**** Seçilmiş Metin ****

GENEL KURUL KONUŞMASI
Konu: (10/3200, 3361, 3362, 3364, 3365) No.lu Depreme Karşı Alınabilecek Önlemlerin ve Depremlerin Zararlarının En Aza İndirilmesi İçin Alınması Gereken Tedbirlerin Belirlenmesi Amacıyla Bir Meclis Araştırması Açılmasına İlişkin Önergelerin Ön Görüşmeleri münasebetiyle
Yasama Yılı:4
Birleşim:11
Tarih:03.11.2020

AK PARTİ GRUBU ADINA SELAHATTİN MİNSOLMAZ (Kırklareli) - Sayın Başkan, değerli milletvekilleri; depremde alınması gereken tedbirlere ilişkin Meclis araştırması önergesi hakkında AK PARTİ Grubumuz adına söz almış bulunuyorum. Yüce heyetinizi saygıyla selamlıyorum.

**** Verilen Veriler ****

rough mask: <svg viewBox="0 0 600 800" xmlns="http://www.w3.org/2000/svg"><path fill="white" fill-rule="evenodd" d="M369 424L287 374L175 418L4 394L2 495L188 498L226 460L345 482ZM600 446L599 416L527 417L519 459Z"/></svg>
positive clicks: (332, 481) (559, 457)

****

__Görev Yönergesi__.
Seçilmiş metnin "AK PARTİ GRUBU ADINA" sözleriyle başlayıp "heyetinizi saygıyla selamlıyorum." sözlerine kadar süren bölümünü hiç değiştirmeden yazın. Bu alıştırmada satırlara ihtiyaç yoktur.

__Alıştırma Yanıtı__.
AK PARTİ GRUBU ADINA SELAHATTİN MİNSOLMAZ (Kırklareli) - Sayın Başkan, değerli milletvekilleri; depremde alınması gereken tedbirlere ilişkin Meclis araştırması önergesi hakkında AK PARTİ Grubumuz adına söz almış bulunuyorum. Yüce heyetinizi saygıyla selamlıyorum.